## WHAT THIS TASK INVOLVES
Format every line of the material below as a Markdown table with the columns No. and Text, numbering the rows and skipping blank lines. Leave the pictures out.
━━━━━━━━━━
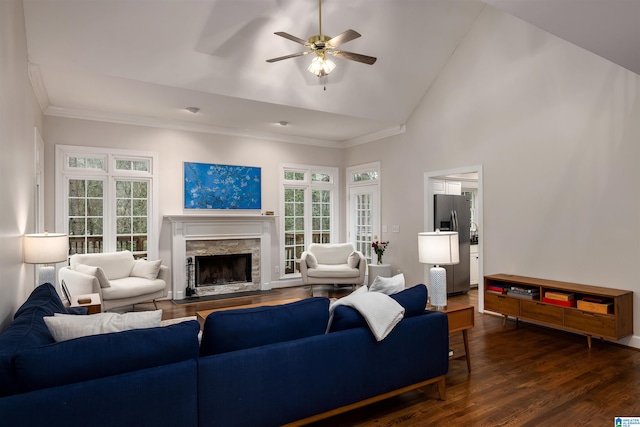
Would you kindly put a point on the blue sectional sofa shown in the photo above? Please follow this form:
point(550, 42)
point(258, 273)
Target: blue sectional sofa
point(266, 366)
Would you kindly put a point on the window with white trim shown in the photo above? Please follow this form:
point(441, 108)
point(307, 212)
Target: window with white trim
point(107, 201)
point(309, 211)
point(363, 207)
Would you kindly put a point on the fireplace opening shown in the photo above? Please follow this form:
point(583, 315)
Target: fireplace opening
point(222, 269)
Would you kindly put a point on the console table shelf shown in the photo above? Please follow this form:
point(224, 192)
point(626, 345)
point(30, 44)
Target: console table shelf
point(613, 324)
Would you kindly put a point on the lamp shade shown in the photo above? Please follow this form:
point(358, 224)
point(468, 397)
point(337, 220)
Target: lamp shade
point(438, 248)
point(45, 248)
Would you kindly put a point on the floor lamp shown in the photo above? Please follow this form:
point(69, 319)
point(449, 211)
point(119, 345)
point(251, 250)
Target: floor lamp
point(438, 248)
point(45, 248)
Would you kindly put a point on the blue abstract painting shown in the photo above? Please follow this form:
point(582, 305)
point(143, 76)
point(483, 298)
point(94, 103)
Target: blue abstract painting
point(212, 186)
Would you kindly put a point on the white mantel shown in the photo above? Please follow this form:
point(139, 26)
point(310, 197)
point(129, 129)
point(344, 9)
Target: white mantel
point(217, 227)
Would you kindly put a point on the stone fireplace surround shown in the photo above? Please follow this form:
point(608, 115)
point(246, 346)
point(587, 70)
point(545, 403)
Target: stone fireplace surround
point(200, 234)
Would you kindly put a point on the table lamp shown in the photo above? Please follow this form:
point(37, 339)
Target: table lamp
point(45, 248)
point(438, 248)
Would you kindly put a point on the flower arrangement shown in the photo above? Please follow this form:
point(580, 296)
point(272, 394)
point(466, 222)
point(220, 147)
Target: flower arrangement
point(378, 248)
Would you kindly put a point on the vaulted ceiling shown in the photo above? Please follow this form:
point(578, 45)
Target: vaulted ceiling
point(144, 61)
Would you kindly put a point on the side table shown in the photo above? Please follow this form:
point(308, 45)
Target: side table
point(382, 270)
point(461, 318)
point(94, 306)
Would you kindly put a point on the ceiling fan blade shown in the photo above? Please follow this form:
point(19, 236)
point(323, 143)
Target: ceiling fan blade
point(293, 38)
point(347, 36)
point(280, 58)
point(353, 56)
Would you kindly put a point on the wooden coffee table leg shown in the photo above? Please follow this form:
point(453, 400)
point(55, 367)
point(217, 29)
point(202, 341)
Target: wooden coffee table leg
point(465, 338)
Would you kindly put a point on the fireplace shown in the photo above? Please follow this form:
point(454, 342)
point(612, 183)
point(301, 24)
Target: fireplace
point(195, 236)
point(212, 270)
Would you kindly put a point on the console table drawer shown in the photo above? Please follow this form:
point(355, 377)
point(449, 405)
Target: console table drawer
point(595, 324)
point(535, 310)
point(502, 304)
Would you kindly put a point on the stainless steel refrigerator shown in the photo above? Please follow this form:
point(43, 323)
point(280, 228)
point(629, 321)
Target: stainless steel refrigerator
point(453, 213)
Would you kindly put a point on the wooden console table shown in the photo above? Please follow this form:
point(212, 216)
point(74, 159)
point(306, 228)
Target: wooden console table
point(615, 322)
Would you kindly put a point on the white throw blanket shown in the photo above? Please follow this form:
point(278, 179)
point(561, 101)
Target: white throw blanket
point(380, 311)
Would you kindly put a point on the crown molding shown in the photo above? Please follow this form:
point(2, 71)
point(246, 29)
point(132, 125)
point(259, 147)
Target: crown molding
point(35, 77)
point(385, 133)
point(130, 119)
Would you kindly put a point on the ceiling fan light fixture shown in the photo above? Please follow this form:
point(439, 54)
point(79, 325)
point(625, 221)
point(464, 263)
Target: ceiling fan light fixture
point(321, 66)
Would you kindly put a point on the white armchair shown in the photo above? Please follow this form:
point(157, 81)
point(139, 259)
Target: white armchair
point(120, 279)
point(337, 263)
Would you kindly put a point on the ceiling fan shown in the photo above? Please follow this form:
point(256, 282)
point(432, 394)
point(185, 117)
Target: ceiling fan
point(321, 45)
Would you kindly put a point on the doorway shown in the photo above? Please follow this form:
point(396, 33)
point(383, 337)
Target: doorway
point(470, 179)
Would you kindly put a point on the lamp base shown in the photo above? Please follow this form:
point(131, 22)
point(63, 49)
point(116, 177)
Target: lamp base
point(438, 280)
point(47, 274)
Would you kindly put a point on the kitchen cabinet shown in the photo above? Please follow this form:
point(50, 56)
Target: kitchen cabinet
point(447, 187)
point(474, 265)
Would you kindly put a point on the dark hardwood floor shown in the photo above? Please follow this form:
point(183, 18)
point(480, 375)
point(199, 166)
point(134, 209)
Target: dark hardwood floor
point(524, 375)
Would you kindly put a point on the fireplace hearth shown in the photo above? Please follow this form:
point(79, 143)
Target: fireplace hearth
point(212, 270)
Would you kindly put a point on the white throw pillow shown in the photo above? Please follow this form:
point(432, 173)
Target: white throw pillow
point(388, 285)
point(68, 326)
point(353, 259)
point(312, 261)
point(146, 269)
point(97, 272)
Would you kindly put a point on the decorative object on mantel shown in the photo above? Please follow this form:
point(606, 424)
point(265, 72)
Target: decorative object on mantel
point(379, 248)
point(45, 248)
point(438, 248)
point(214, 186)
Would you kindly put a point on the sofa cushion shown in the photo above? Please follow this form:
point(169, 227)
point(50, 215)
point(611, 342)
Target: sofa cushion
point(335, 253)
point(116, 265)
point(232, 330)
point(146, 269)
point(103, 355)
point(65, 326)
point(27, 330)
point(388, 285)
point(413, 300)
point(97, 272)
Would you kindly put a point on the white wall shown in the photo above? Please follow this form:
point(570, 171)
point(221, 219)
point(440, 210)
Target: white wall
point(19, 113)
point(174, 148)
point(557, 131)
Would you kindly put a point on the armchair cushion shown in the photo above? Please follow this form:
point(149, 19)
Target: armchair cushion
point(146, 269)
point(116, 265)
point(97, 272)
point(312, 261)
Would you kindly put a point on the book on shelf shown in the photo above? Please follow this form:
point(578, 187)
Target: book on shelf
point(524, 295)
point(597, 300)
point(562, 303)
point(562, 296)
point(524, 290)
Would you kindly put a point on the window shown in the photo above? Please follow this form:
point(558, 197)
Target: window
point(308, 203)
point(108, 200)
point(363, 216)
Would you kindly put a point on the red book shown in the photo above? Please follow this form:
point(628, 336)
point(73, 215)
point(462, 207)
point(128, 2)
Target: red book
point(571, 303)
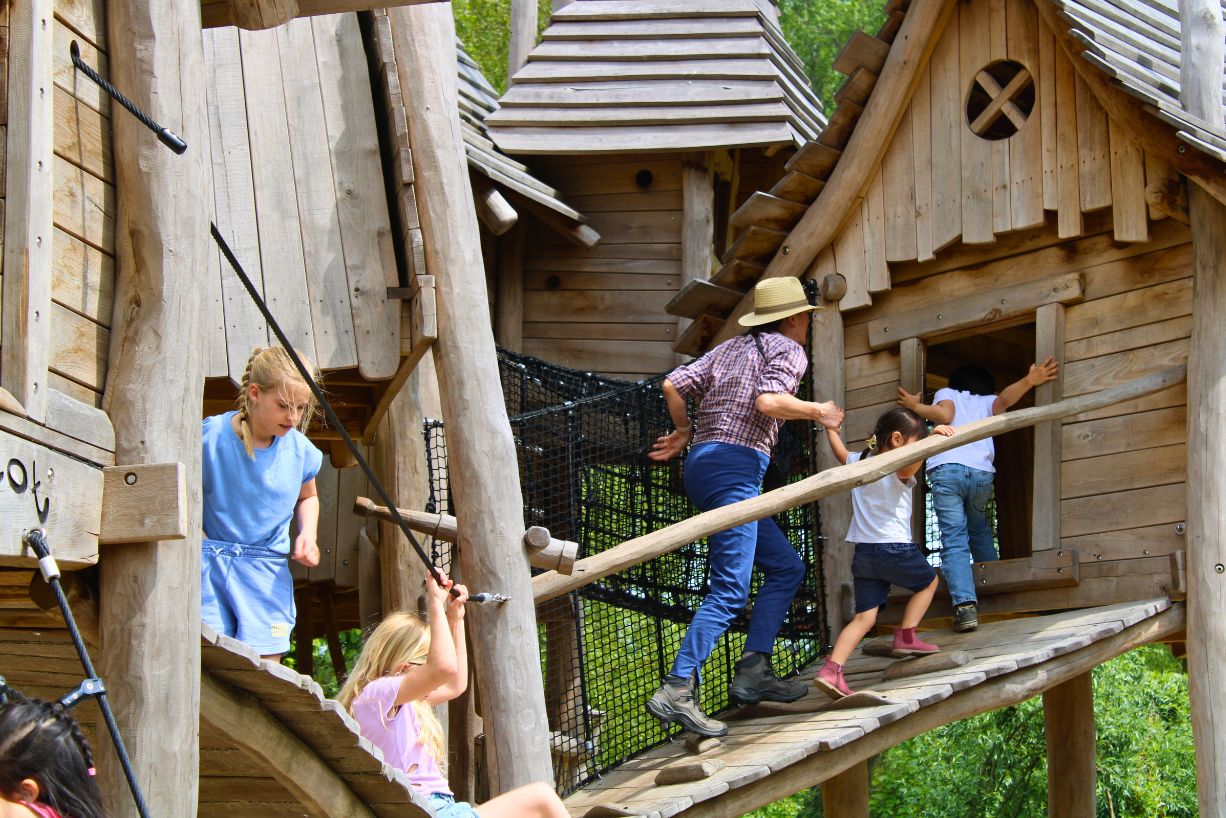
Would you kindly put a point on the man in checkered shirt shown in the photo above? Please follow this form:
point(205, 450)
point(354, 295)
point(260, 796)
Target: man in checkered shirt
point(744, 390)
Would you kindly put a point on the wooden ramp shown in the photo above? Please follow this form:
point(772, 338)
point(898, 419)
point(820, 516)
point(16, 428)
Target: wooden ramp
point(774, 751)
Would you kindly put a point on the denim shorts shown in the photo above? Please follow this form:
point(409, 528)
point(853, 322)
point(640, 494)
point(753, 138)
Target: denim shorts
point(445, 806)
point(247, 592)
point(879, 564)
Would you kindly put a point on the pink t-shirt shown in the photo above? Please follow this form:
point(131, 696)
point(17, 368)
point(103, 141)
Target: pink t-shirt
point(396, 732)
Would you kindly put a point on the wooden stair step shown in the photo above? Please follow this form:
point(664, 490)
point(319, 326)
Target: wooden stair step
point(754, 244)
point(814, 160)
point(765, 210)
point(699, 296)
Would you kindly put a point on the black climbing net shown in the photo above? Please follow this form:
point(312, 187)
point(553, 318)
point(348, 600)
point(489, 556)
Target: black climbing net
━━━━━━━━━━
## COMPLETE ANSWER
| No. | Text |
|---|---|
| 1 | Would you kindly put a point on the blue sectional sofa shown in the photo above? Please follow this form: |
| 2 | point(550, 42) |
| 3 | point(258, 273) |
| 4 | Target: blue sectional sofa |
| 5 | point(266, 366) |
| 6 | Would you kindly put a point on the window with white trim shown in the photo above? Please follow this form: |
| 7 | point(441, 108) |
| 8 | point(307, 212) |
| 9 | Target: window with white trim |
| 10 | point(107, 201) |
| 11 | point(309, 211) |
| 12 | point(363, 207) |
| 13 | Would you kindly put a point on the fireplace opening shown in the photo above? Please follow this form: |
| 14 | point(583, 315) |
| 15 | Target: fireplace opening |
| 16 | point(222, 269) |
| 17 | Would you kindly put a point on the console table shelf shown in the photo above? Please follow this form: |
| 18 | point(224, 192) |
| 19 | point(626, 345) |
| 20 | point(30, 44) |
| 21 | Target: console table shelf |
| 22 | point(613, 324) |
| 23 | Would you kindly put a point on the lamp shade shown in the photo above? Please follow this form: |
| 24 | point(358, 224) |
| 25 | point(468, 397) |
| 26 | point(337, 220) |
| 27 | Target: lamp shade |
| 28 | point(438, 248) |
| 29 | point(45, 248) |
| 30 | Would you kindly put a point on the floor lamp shown in the photo above? Please follow this form: |
| 31 | point(69, 319) |
| 32 | point(449, 211) |
| 33 | point(119, 345) |
| 34 | point(251, 250) |
| 35 | Target: floor lamp |
| 36 | point(438, 248) |
| 37 | point(45, 248) |
| 38 | Would you kindly put a point on the blue abstract painting shown in the photo above? Please follow this form: |
| 39 | point(582, 305) |
| 40 | point(143, 76) |
| 41 | point(483, 298) |
| 42 | point(94, 103) |
| 43 | Target: blue abstract painting |
| 44 | point(212, 186) |
| 45 | Would you kindly put a point on the white mantel shown in the photo above? Please follow this form: |
| 46 | point(139, 26) |
| 47 | point(310, 197) |
| 48 | point(129, 129) |
| 49 | point(344, 9) |
| 50 | Target: white mantel |
| 51 | point(217, 227) |
| 52 | Would you kindly put a point on the stone fireplace surround shown in the photo above? Please follow this form: |
| 53 | point(608, 115) |
| 54 | point(246, 346) |
| 55 | point(587, 70) |
| 56 | point(545, 403) |
| 57 | Target: stone fireplace surround |
| 58 | point(200, 234) |
| 59 | Would you kindly put a point on the table lamp shown in the photo above? Please follow this form: |
| 60 | point(37, 339) |
| 61 | Target: table lamp |
| 62 | point(45, 248) |
| 63 | point(438, 248) |
| 64 | Would you kindly put a point on the flower arrangement shown in the photo above? Please follow this form: |
| 65 | point(580, 296) |
| 66 | point(272, 394) |
| 67 | point(466, 222) |
| 68 | point(220, 147) |
| 69 | Target: flower arrangement |
| 70 | point(378, 248) |
| 71 | Would you kindly put a point on the vaulted ceiling shown in the photo above? Please follow this form: |
| 72 | point(578, 45) |
| 73 | Target: vaulted ceiling |
| 74 | point(144, 61) |
| 75 | Would you kindly put a point on the side table shown in the photo above? Please follow this form: |
| 76 | point(308, 45) |
| 77 | Target: side table |
| 78 | point(382, 270) |
| 79 | point(461, 318) |
| 80 | point(94, 306) |
| 81 | Would you kindly put a point on the ceiling fan blade shown in the photo above? Please follow this form: |
| 82 | point(19, 236) |
| 83 | point(323, 143) |
| 84 | Target: ceiling fan blade |
| 85 | point(293, 38) |
| 86 | point(347, 36) |
| 87 | point(280, 58) |
| 88 | point(353, 56) |
| 89 | Would you kindly put a point on the wooden coffee table leg shown in the photo above? Please follow this form: |
| 90 | point(453, 400) |
| 91 | point(55, 367) |
| 92 | point(217, 29) |
| 93 | point(202, 341) |
| 94 | Target: wooden coffee table leg |
| 95 | point(465, 338) |
| 96 | Would you kindly put a point on the fireplace shown in the photo above? Please follow this form: |
| 97 | point(454, 342) |
| 98 | point(612, 183) |
| 99 | point(301, 24) |
| 100 | Target: fireplace |
| 101 | point(195, 236) |
| 102 | point(212, 270) |
| 103 | Would you kindly put a point on the console table drawer shown in the photo above? Please follow this form: |
| 104 | point(355, 377) |
| 105 | point(449, 405) |
| 106 | Target: console table drawer |
| 107 | point(595, 324) |
| 108 | point(535, 310) |
| 109 | point(502, 304) |
| 110 | Would you kindly put a point on the stainless steel refrigerator shown in the photo above? Please follow this form: |
| 111 | point(43, 323) |
| 112 | point(280, 228) |
| 113 | point(629, 321) |
| 114 | Target: stainless steel refrigerator |
| 115 | point(453, 213) |
| 116 | Would you kindly put a point on the wooden console table shown in the photo above? Please follow this form: |
| 117 | point(212, 216) |
| 118 | point(74, 159) |
| 119 | point(306, 228) |
| 120 | Target: wooden console table |
| 121 | point(615, 322) |
| 122 | Would you kindly put a point on the white throw blanket shown in the photo above? Please follow this form: |
| 123 | point(278, 179) |
| 124 | point(561, 101) |
| 125 | Target: white throw blanket |
| 126 | point(380, 311) |
| 127 | Would you kindly put a point on the crown molding shown in the photo above? Please follow this form: |
| 128 | point(2, 71) |
| 129 | point(246, 29) |
| 130 | point(132, 125) |
| 131 | point(259, 147) |
| 132 | Target: crown molding |
| 133 | point(35, 77) |
| 134 | point(385, 133) |
| 135 | point(130, 119) |
| 136 | Would you kindly put a point on the ceiling fan light fixture shown in the photo above? Please follow this form: |
| 137 | point(439, 54) |
| 138 | point(79, 325) |
| 139 | point(625, 221) |
| 140 | point(464, 263) |
| 141 | Target: ceiling fan light fixture |
| 142 | point(321, 66) |
| 143 | Would you kindly put a point on the white armchair shown in the photo above? Please follow this form: |
| 144 | point(157, 81) |
| 145 | point(139, 259) |
| 146 | Target: white armchair |
| 147 | point(120, 279) |
| 148 | point(337, 263) |
| 149 | Would you kindly put a point on the ceiling fan shown in the photo above? Please follow this form: |
| 150 | point(256, 282) |
| 151 | point(432, 394) |
| 152 | point(185, 117) |
| 153 | Target: ceiling fan |
| 154 | point(321, 45) |
| 155 | Would you kindly put a point on the doorway shown in the photo above? Please follow this form: |
| 156 | point(396, 33) |
| 157 | point(383, 337) |
| 158 | Target: doorway |
| 159 | point(470, 179) |
| 160 | Would you kindly put a point on the lamp base shown in the photo above? Please follow this form: |
| 161 | point(131, 22) |
| 162 | point(63, 49) |
| 163 | point(116, 177) |
| 164 | Target: lamp base |
| 165 | point(438, 280) |
| 166 | point(47, 274) |
| 167 | Would you kindly put a point on the kitchen cabinet shown in the photo above? Please follow this form: |
| 168 | point(50, 56) |
| 169 | Target: kitchen cabinet |
| 170 | point(447, 187) |
| 171 | point(474, 265) |
| 172 | Would you kindly put a point on the dark hardwood floor shown in the photo above? Please follow this form: |
| 173 | point(183, 18) |
| 174 | point(480, 375) |
| 175 | point(199, 166) |
| 176 | point(134, 209) |
| 177 | Target: dark hardwood floor |
| 178 | point(524, 375) |
| 179 | Would you kindly put a point on the fireplace hearth shown in the photo above? Please follow this form: |
| 180 | point(79, 143) |
| 181 | Target: fireplace hearth |
| 182 | point(212, 270) |
| 183 | Would you kindly put a point on the white throw pillow shown in the photo above? Please follow this form: |
| 184 | point(432, 173) |
| 185 | Target: white throw pillow |
| 186 | point(388, 285) |
| 187 | point(68, 326) |
| 188 | point(353, 259) |
| 189 | point(312, 261) |
| 190 | point(146, 269) |
| 191 | point(97, 272) |
| 192 | Would you kindly put a point on the decorative object on mantel shown in the photo above? Please follow this form: |
| 193 | point(606, 424) |
| 194 | point(265, 72) |
| 195 | Target: decorative object on mantel |
| 196 | point(379, 248) |
| 197 | point(45, 248) |
| 198 | point(438, 248) |
| 199 | point(214, 186) |
| 200 | Would you kindly put a point on the sofa cushion shown in the photo above? Please follow this form: |
| 201 | point(169, 227) |
| 202 | point(50, 215) |
| 203 | point(611, 342) |
| 204 | Target: sofa cushion |
| 205 | point(335, 253) |
| 206 | point(116, 265) |
| 207 | point(232, 330) |
| 208 | point(146, 269) |
| 209 | point(103, 355) |
| 210 | point(65, 326) |
| 211 | point(27, 330) |
| 212 | point(388, 285) |
| 213 | point(413, 300) |
| 214 | point(97, 272) |
| 215 | Would you kindly put a point on the white wall shown in the photo above? Please follow this form: |
| 216 | point(570, 171) |
| 217 | point(221, 219) |
| 218 | point(440, 210) |
| 219 | Target: white wall |
| 220 | point(19, 113) |
| 221 | point(174, 148) |
| 222 | point(557, 131) |
| 223 | Would you kindly put a point on the armchair cushion shown in the photo above? Please follow this form: |
| 224 | point(149, 19) |
| 225 | Target: armchair cushion |
| 226 | point(146, 269) |
| 227 | point(116, 265) |
| 228 | point(97, 272) |
| 229 | point(312, 261) |
| 230 | Would you kindly put a point on the book on shelf shown in the photo above? Please follow this form: |
| 231 | point(578, 187) |
| 232 | Target: book on shelf |
| 233 | point(524, 295) |
| 234 | point(597, 300) |
| 235 | point(562, 303) |
| 236 | point(562, 296) |
| 237 | point(524, 290) |
| 238 | Would you kindly put a point on the window shown in the photo above? Please follow this form: |
| 239 | point(558, 197) |
| 240 | Target: window |
| 241 | point(308, 203) |
| 242 | point(108, 200) |
| 243 | point(363, 216) |
| 244 | Would you kindly put a point on the red book shown in the photo above? Please follow this form: |
| 245 | point(628, 336) |
| 246 | point(73, 215) |
| 247 | point(462, 207) |
| 248 | point(128, 2) |
| 249 | Target: red book |
| 250 | point(571, 303) |
| 251 | Would you kindly put a point on the man in checkered shirt shown in the photo above? Please follow this form: |
| 252 | point(205, 450) |
| 253 | point(354, 295) |
| 254 | point(260, 796) |
| 255 | Target: man in checkered shirt |
| 256 | point(744, 390) |
| 257 | Would you kindly put a point on the wooden ramp shown in the photo above? Please follow this form: |
| 258 | point(772, 338) |
| 259 | point(898, 419) |
| 260 | point(820, 516) |
| 261 | point(16, 428) |
| 262 | Target: wooden ramp |
| 263 | point(774, 751) |
| 264 | Would you kindly put a point on the denim shorts shown in the photo above? Please follow this form: |
| 265 | point(409, 528) |
| 266 | point(853, 322) |
| 267 | point(640, 494) |
| 268 | point(753, 138) |
| 269 | Target: denim shorts |
| 270 | point(445, 806) |
| 271 | point(247, 592) |
| 272 | point(879, 564) |
| 273 | Would you kindly put a point on the pink t-shirt shown in the photo above? Please follow this form: |
| 274 | point(131, 696) |
| 275 | point(17, 368) |
| 276 | point(103, 141) |
| 277 | Target: pink t-shirt |
| 278 | point(396, 732) |
| 279 | Would you kindly put a point on the wooden stair step shown in the photo above? Please follow this form: |
| 280 | point(664, 490) |
| 281 | point(319, 326) |
| 282 | Target: wooden stair step |
| 283 | point(754, 244) |
| 284 | point(814, 160) |
| 285 | point(765, 210) |
| 286 | point(699, 296) |
| 287 | Would you kindly put a point on the black climbing net shown in the photo above? Please follow this form: |
| 288 | point(312, 187) |
| 289 | point(553, 318) |
| 290 | point(348, 600) |
| 291 | point(489, 556) |
| 292 | Target: black climbing net |